▶ Written problem
Transcribe each line of the records below exactly, excluding any embedded images.

▶ Information shown
++++++++++

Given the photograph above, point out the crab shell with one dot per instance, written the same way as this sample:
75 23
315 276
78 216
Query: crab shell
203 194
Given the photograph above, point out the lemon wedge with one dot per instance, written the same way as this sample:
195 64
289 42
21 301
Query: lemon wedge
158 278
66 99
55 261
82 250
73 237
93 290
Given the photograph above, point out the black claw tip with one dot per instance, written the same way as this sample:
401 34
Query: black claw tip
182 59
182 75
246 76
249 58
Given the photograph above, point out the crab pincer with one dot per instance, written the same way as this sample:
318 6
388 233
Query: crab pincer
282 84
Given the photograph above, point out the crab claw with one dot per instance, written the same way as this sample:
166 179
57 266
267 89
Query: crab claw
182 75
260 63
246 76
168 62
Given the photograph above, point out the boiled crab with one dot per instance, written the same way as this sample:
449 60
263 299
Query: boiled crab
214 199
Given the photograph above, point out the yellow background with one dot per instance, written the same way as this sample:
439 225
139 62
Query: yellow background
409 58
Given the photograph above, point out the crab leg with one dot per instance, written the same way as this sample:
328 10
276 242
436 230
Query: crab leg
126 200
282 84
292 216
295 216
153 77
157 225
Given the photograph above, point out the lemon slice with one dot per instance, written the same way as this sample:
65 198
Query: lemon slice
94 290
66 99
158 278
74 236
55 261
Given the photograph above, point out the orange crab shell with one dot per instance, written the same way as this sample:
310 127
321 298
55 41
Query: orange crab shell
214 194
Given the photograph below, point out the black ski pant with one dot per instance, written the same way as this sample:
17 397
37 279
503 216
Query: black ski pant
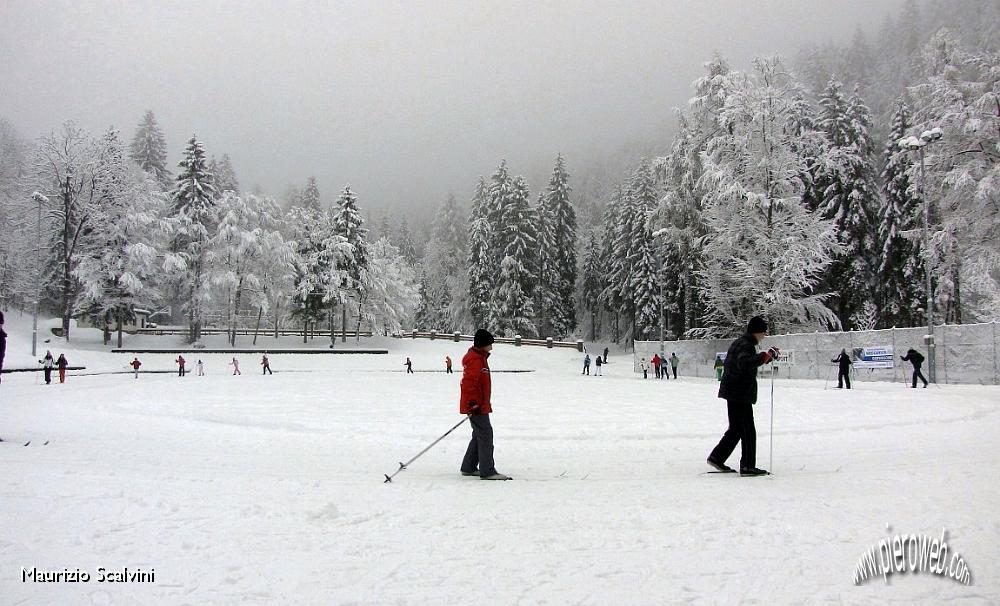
480 450
844 376
741 429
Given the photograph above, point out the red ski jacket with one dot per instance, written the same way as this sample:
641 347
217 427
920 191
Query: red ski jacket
475 382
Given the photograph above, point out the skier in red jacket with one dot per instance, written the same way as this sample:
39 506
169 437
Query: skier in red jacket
475 402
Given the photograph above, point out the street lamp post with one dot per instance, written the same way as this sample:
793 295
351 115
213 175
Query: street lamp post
918 144
38 199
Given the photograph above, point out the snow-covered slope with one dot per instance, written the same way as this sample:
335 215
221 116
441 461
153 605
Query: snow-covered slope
256 489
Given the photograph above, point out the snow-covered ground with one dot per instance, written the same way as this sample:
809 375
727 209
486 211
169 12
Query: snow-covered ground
256 489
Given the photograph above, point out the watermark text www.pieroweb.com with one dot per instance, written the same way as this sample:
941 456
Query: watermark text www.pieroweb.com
913 553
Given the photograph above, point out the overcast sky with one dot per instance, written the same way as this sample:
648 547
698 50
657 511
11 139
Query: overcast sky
405 101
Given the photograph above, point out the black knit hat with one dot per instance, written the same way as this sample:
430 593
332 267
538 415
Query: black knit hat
756 324
482 338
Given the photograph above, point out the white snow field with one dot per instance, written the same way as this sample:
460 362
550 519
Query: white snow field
262 490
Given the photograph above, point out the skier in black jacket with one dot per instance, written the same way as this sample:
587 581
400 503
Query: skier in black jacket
844 375
917 359
739 389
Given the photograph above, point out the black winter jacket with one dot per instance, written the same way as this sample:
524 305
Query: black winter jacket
739 372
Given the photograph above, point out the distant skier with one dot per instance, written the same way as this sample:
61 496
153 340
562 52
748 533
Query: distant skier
844 374
47 365
3 343
917 359
475 402
62 363
739 389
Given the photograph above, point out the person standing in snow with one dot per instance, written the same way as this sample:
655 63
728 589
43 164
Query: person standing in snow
475 402
844 374
917 359
3 342
739 389
47 365
62 363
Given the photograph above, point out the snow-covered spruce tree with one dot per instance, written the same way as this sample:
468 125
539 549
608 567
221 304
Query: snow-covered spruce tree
149 150
242 252
849 199
404 242
481 274
901 278
644 281
546 293
765 251
390 288
349 224
518 269
191 224
118 268
592 283
564 242
69 172
224 176
959 95
310 195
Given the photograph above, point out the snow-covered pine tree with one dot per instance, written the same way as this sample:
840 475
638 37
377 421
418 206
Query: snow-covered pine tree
901 278
118 269
564 244
765 251
847 198
592 283
149 150
481 272
310 195
518 269
404 242
223 175
192 224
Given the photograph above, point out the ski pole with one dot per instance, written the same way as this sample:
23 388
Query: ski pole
403 466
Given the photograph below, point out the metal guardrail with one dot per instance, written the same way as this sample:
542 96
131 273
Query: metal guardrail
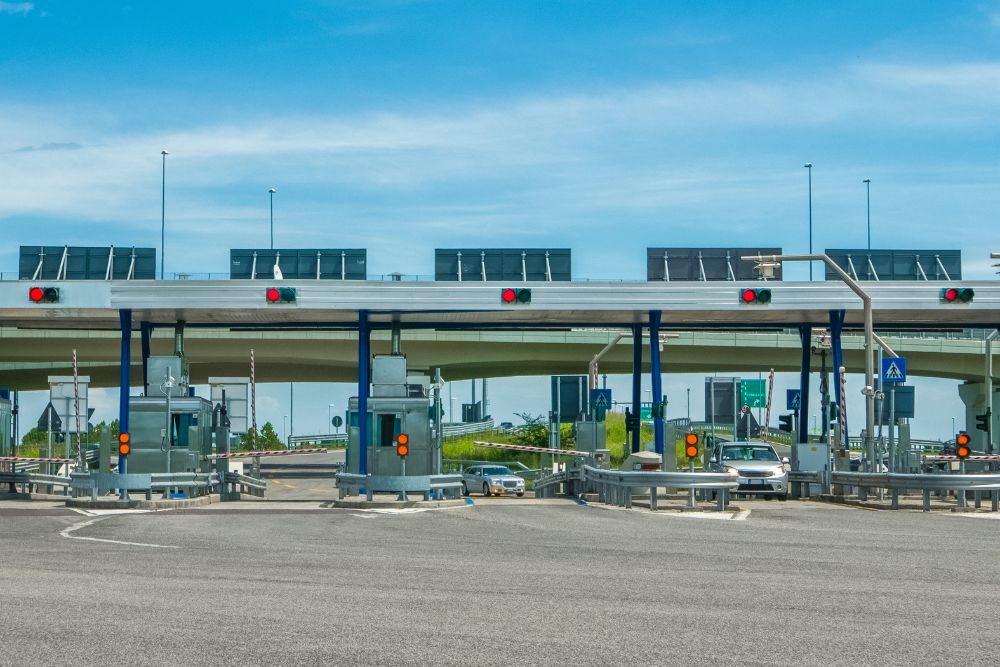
897 482
617 487
428 485
29 481
94 483
449 430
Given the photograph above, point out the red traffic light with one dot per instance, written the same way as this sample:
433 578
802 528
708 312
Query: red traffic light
751 295
957 294
280 295
520 295
43 295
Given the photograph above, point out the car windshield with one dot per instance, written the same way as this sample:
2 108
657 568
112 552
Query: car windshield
749 453
497 470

++++++++++

▶ Task answer
Given the photograph above, point out the crab shell with one dot per instance, written the same way as this sample:
75 23
315 276
78 216
Query: crab shell
203 194
Given the photograph above, point out the lemon wedge with one dot per instance, written the same way as this sample:
195 64
289 42
21 301
Query: lemon wedge
158 278
66 99
55 261
82 250
73 237
93 290
Given the photograph above, point out the black claw tip with one dot per instance, written the same way as this sample:
401 34
Query: black claw tip
182 59
182 75
246 76
249 58
Given the photograph above, point out the crab pincer with one dot per instance, written the same way as this sample:
318 6
388 233
Query: crab pincer
282 84
Given the photograph above, point out the crab claw with one dot per instance, written the same way as this sample:
166 179
57 266
267 89
Query: crab claw
182 75
260 63
246 76
168 62
Given the photograph above, point out the boiled crab with one dot per instance, written the same way as this sample:
449 60
263 299
Query: boiled crab
214 199
Given the photograph above, point out the yellow background with one dot per instance, written the same way as this sample:
439 225
139 62
Query: yellow background
409 58
Given the photograph above, point out the crab leg with one dot per instance, written the same way as this sample:
328 10
276 242
436 230
Query: crab leg
126 200
282 84
292 216
295 216
153 77
157 225
Given the photograph above, point out the lemon slice with one dot per instance, written the same way as this sample:
65 198
Query: lemon slice
94 290
66 99
158 278
74 236
55 261
Given the photograph above, point out the orange crab shell with one dot per instance, written the same way as this sample:
310 127
321 298
55 41
Query: orange crab shell
214 194
Given the photograph below, point out the black ski pant with one dot per instance, written the same way as this sample:
17 397
37 279
503 216
Query: black ski pant
480 450
844 376
741 429
Given the photograph above, point out the red ski jacket with one dot per instance, written the same way as this sample:
641 347
217 427
920 191
Query: red ski jacket
475 382
Given the photograph above, point out the skier in red jacket with one dot per instance, written the same way as this sample:
39 506
169 437
Query: skier in red jacket
475 402
Given the photograph above, point out the street lamp post with one dot per instance, written the same way as this sample:
793 295
351 115
213 175
Query: street lamp post
918 144
38 199
Given the photograph above, point out the snow-covered slope with one dot per instance, written the same way as this sample:
335 215
221 116
441 461
153 605
Query: snow-covered slope
256 489
Given the photograph above, point out the snow-covered ground with one dot per instance, written the same way as this sample:
809 375
727 209
486 211
169 12
Query: snow-covered ground
256 489
Given the photograph above, point out the watermark text www.pieroweb.com with one dot per instance, written the same way as this sample:
941 456
Query: watermark text www.pieroweb.com
913 553
Given the photograph above, point out the overcast sky with one dot per instance, written the same way as this sample:
648 547
698 50
657 511
11 139
Query: overcast sky
405 101
Given the photograph above, point out the black knit hat with one dot per instance, written the same way as this sample:
430 593
332 267
538 415
Query: black knit hat
756 324
482 338
Given the photograph above, point out the white snow field with one dot per instance, written the same way as this sample:
460 362
550 519
Query: white snow field
262 490
Given the photograph above, point out the skier in black jacket with one dot per instance, written the same way as this sample:
587 581
400 503
Query: skier in black jacket
844 375
917 359
739 389
Given the photograph above, point out the black winter jacket with one dot per instance, written the same way as this sample:
524 305
Query: black winter jacket
739 372
Given the photograph above, point out the distant skier with one dot per instance, written the same way as this sample:
61 496
153 340
562 52
748 533
Query: distant skier
844 374
47 365
3 343
917 359
475 402
62 363
739 389
Given the photograph above, point out the person standing in snow with one dot per instance, written the same way as this sample:
655 63
728 589
43 164
Query: person standing in snow
475 402
844 374
917 359
3 342
739 389
47 365
62 363
Given the photograph above, point out the snow-covered spruce tree with one dot per instance, written the same way as this sample:
468 125
539 549
608 567
221 304
Query: snow-covered spruce tree
149 150
242 252
849 199
404 242
481 274
901 278
644 281
546 293
765 251
390 288
349 224
518 269
191 224
118 268
592 283
564 242
69 172
224 176
959 95
310 195
Given the photograph above, point out the snow-covered pine tree with one dot per instance, written the same way as this sample:
840 475
638 37
377 421
418 206
Query: snow-covered pine tree
901 278
118 269
564 244
765 251
847 198
592 283
149 150
481 272
310 195
518 269
404 242
223 175
192 224
Given the photograph above, point out the ski pole with one dot per instance, written the same way as this sample:
23 388
Query: ski pole
403 466
Given the photograph below, point out the metal guardrail with one dot per instance, written the same way as this sample:
542 96
131 273
Query: metal guardrail
897 482
617 487
428 485
29 481
94 483
449 430
Given the photograph above, point out the red traffic light with one dot per instance, written the same way as this sample:
433 578
802 528
708 312
Query: red traffic light
751 295
957 294
280 295
520 295
43 295
Given the photograph above, point out the car windshield with one dot per instance, written the same way as this sample:
2 108
657 568
112 552
Query: car windshield
749 453
497 470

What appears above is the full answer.